PROBLEM STATEMENT: Can you copy the lines from the one that contains "196L402 206L406 204L405" through the end of the material below, exactly and with nothing else?

GIVEN RECORDS:
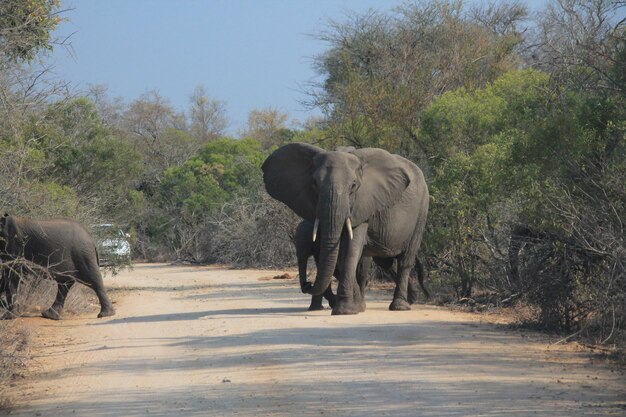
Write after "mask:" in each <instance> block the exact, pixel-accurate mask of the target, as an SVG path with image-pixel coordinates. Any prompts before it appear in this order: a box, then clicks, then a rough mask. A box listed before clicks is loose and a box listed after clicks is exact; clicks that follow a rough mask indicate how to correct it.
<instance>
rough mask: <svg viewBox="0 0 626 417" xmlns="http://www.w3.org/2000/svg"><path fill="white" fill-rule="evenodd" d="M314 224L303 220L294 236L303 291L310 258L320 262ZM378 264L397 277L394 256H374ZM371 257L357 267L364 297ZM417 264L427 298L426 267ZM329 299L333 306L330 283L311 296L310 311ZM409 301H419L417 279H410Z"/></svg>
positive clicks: (336, 276)
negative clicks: (326, 300)
mask: <svg viewBox="0 0 626 417" xmlns="http://www.w3.org/2000/svg"><path fill="white" fill-rule="evenodd" d="M313 227H314V224H313V223H311V222H309V221H307V220H303V221H302V222H300V224H299V225H298V227H297V228H296V233H295V237H294V241H295V246H296V257H297V259H298V276H299V280H300V288H301V289H302V292H305V291H306V288H307V265H308V261H309V258H310V257H311V256H313V258H314V259H315V264H316V265H318V263H319V244H318V242H314V241H313V240H312V239H311V236H312V233H313ZM373 260H374V262H376V264H377V265H378V266H379V267H381V268H382V269H383V270H384V271H386V272H387V273H388V274H390V275H391V276H392V277H393V278H395V277H396V272H395V269H394V266H395V265H394V263H393V260H394V259H393V258H374V259H373ZM371 262H372V259H371V258H367V257H362V258H361V261H360V263H359V266H358V267H357V282H358V284H359V288H360V290H361V294H362V297H364V295H365V290H366V289H367V283H368V278H369V271H370V269H371ZM415 266H416V269H417V280H418V283H419V285H420V288H421V289H422V292H423V293H424V296H425V297H426V299H428V298H430V294H429V293H428V290H427V289H426V287H425V285H424V268H423V266H422V263H421V262H420V260H419V259H416V260H415ZM333 275H334V276H335V277H337V276H339V274H338V272H337V270H335V273H334V274H333ZM324 298H325V299H326V300H327V301H328V304H329V305H330V307H331V308H332V307H333V306H334V305H335V295H334V294H333V291H332V288H331V286H330V285H329V286H328V288H327V289H326V291H324V293H323V295H313V296H311V304H310V305H309V308H308V310H309V311H316V310H323V309H324V307H323V305H322V302H323V299H324ZM408 301H409V304H413V303H414V302H415V301H417V287H416V286H415V281H414V280H411V279H409V286H408Z"/></svg>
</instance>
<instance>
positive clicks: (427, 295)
mask: <svg viewBox="0 0 626 417" xmlns="http://www.w3.org/2000/svg"><path fill="white" fill-rule="evenodd" d="M415 269H416V270H417V282H418V283H419V285H420V288H421V289H422V292H423V293H424V296H425V297H426V299H427V300H428V299H429V298H430V293H429V292H428V290H427V289H426V285H425V284H424V280H425V278H426V270H425V269H424V264H423V263H422V261H420V260H419V258H416V259H415Z"/></svg>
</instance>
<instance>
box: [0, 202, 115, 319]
mask: <svg viewBox="0 0 626 417" xmlns="http://www.w3.org/2000/svg"><path fill="white" fill-rule="evenodd" d="M19 257H23V258H24V259H26V260H27V261H30V262H33V263H35V264H37V265H40V266H43V267H46V268H48V271H49V273H50V274H51V277H52V278H53V279H54V280H55V281H56V282H57V285H58V290H57V295H56V299H55V301H54V304H53V305H52V306H51V307H50V308H49V309H48V310H46V311H44V312H43V313H42V316H44V317H46V318H49V319H54V320H60V319H61V312H62V310H63V305H64V304H65V298H66V296H67V293H68V292H69V290H70V288H72V285H74V283H75V282H76V281H78V282H80V283H82V284H85V285H86V286H88V287H89V288H91V289H93V290H94V291H95V293H96V295H97V296H98V300H99V301H100V313H99V314H98V317H108V316H112V315H114V314H115V309H114V308H113V304H111V301H110V300H109V297H108V296H107V294H106V291H105V289H104V284H103V282H102V275H100V270H99V268H98V254H97V252H96V245H95V243H94V241H93V239H92V238H91V236H89V234H88V233H87V231H86V230H85V229H84V228H83V227H82V226H81V225H80V224H78V223H76V222H74V221H71V220H64V219H55V220H47V221H37V220H32V219H28V218H23V217H15V216H9V215H6V214H5V216H4V217H1V218H0V260H2V261H3V262H7V261H11V260H15V259H17V258H19ZM2 275H3V276H2V281H3V282H2V285H0V290H1V291H3V292H4V293H5V296H6V308H7V310H8V313H7V317H5V318H11V317H14V316H15V315H14V310H15V295H16V293H17V285H18V283H19V279H20V271H16V270H8V269H6V268H3V274H2ZM0 295H1V294H0Z"/></svg>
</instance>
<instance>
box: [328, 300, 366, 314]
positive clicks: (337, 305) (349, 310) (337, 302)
mask: <svg viewBox="0 0 626 417" xmlns="http://www.w3.org/2000/svg"><path fill="white" fill-rule="evenodd" d="M359 311H360V310H359V306H358V305H356V304H354V303H349V302H341V301H339V302H337V304H336V305H335V307H333V312H332V313H331V314H332V315H333V316H340V315H346V314H358V313H359Z"/></svg>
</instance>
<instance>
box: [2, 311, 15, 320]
mask: <svg viewBox="0 0 626 417" xmlns="http://www.w3.org/2000/svg"><path fill="white" fill-rule="evenodd" d="M16 318H17V315H16V314H15V313H13V312H12V311H5V312H4V313H3V314H2V315H0V320H14V319H16Z"/></svg>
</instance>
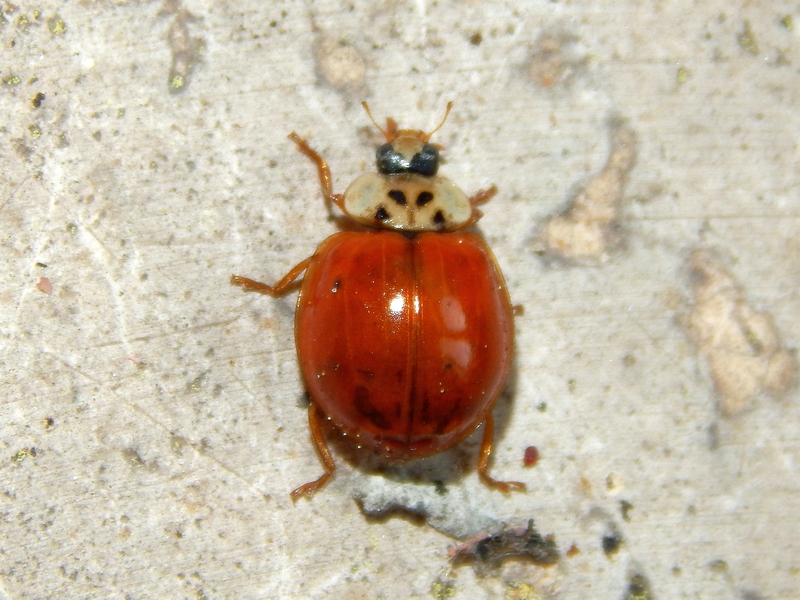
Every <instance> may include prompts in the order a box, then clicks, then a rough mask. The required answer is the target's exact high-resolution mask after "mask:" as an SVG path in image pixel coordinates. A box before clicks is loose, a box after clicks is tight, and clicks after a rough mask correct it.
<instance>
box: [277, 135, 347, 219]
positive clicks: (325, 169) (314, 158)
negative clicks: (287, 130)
mask: <svg viewBox="0 0 800 600" xmlns="http://www.w3.org/2000/svg"><path fill="white" fill-rule="evenodd" d="M289 139H290V140H292V141H293V142H294V143H295V144H297V149H298V150H299V151H300V152H302V153H303V154H305V155H306V156H307V157H308V158H310V159H311V162H313V163H314V164H315V165H317V174H318V175H319V186H320V189H321V190H322V197H323V198H324V199H325V207H326V208H327V209H328V213H330V212H331V204H335V205H336V206H338V207H339V208H342V201H343V200H342V195H341V194H334V193H333V184H332V183H331V169H330V167H329V166H328V163H327V162H325V159H324V158H322V157H321V156H320V155H319V153H318V152H317V151H316V150H314V149H313V148H312V147H311V146H309V145H308V142H306V141H305V140H304V139H303V138H301V137H300V136H299V135H297V134H296V133H295V132H294V131H293V132H292V133H290V134H289Z"/></svg>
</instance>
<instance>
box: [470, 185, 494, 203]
mask: <svg viewBox="0 0 800 600" xmlns="http://www.w3.org/2000/svg"><path fill="white" fill-rule="evenodd" d="M496 193H497V186H496V185H494V184H492V185H491V186H490V187H488V188H486V189H485V190H481V191H480V192H478V193H476V194H475V195H473V196H471V197H470V199H469V203H470V204H471V205H472V206H480V205H481V204H486V203H487V202H488V201H489V200H491V199H492V198H493V197H494V195H495V194H496Z"/></svg>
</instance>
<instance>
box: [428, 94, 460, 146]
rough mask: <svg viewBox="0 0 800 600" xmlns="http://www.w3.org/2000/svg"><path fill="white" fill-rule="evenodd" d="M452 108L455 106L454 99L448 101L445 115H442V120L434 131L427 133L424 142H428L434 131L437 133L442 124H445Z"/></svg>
mask: <svg viewBox="0 0 800 600" xmlns="http://www.w3.org/2000/svg"><path fill="white" fill-rule="evenodd" d="M451 108H453V101H452V100H451V101H450V102H448V103H447V108H446V109H445V110H444V117H442V122H441V123H439V124H438V125H437V126H436V127H435V128H434V129H433V130H432V131H430V132H428V133H426V134H425V139H423V140H422V141H423V142H427V141H428V140H429V139H431V136H432V135H433V134H434V133H436V132H437V131H439V130H440V129H441V128H442V125H444V122H445V121H446V120H447V115H449V114H450V109H451Z"/></svg>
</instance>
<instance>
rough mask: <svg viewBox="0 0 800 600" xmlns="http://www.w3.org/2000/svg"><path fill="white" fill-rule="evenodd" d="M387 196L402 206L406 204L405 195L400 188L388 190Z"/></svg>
mask: <svg viewBox="0 0 800 600" xmlns="http://www.w3.org/2000/svg"><path fill="white" fill-rule="evenodd" d="M389 198H391V199H392V200H394V201H395V202H397V203H398V204H401V205H403V206H405V204H406V195H405V194H404V193H403V192H402V191H400V190H390V191H389Z"/></svg>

RESPONSE TO THE EXERCISE:
rough mask: <svg viewBox="0 0 800 600" xmlns="http://www.w3.org/2000/svg"><path fill="white" fill-rule="evenodd" d="M387 196L402 206L406 204L405 195L400 188L388 190Z"/></svg>
mask: <svg viewBox="0 0 800 600" xmlns="http://www.w3.org/2000/svg"><path fill="white" fill-rule="evenodd" d="M389 198H391V199H392V200H394V201H395V202H397V203H398V204H401V205H403V206H405V204H406V195H405V194H404V193H403V192H402V191H400V190H390V191H389Z"/></svg>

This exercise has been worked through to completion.